What needs to be done: Every line of the material below that contains the string "written" must appear in the answer.

━━ Records provided ━━

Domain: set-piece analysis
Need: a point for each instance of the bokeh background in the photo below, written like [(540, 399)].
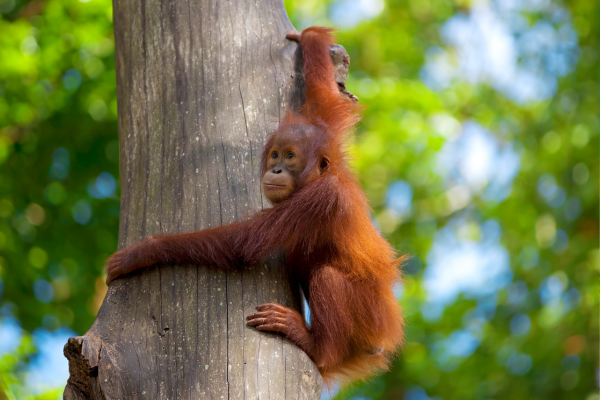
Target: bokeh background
[(479, 152)]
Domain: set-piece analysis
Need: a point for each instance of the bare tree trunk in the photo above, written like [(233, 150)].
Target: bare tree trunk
[(200, 85)]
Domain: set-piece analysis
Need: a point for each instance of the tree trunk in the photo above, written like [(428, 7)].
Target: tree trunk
[(200, 86)]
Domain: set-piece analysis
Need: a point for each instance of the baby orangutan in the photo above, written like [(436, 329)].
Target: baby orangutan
[(320, 219)]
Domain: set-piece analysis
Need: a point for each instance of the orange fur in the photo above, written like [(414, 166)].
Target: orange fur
[(345, 267)]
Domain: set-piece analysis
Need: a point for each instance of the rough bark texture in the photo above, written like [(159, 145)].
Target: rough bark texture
[(200, 85)]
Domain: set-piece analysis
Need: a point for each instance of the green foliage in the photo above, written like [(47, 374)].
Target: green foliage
[(59, 213)]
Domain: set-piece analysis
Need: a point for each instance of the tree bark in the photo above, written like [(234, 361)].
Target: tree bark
[(200, 86)]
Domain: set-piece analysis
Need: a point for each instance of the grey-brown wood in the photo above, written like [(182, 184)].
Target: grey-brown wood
[(200, 85)]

━━━

Response:
Need: a point for each instance of the bokeh background in the photo below, written like [(540, 399)].
Need: a point for each instance of the bare tree trunk in the photo above, written like [(233, 150)].
Need: a point for each instance of the tree trunk in the photo above, written like [(428, 7)].
Need: a point for each instance of the baby orangutan in the photo above, written like [(436, 329)].
Need: a point for each instance of the orange fur in the photo above, written like [(414, 166)].
Need: a point for each instance of the rough bark texture in the photo above, written like [(159, 145)].
Need: a point for each instance of the green foliage in the photo above, written like [(47, 374)].
Need: a point for each instance of the tree bark in the photo above, written like [(234, 361)].
Need: a point for each instance of the grey-brown wood in the photo above, written like [(182, 184)].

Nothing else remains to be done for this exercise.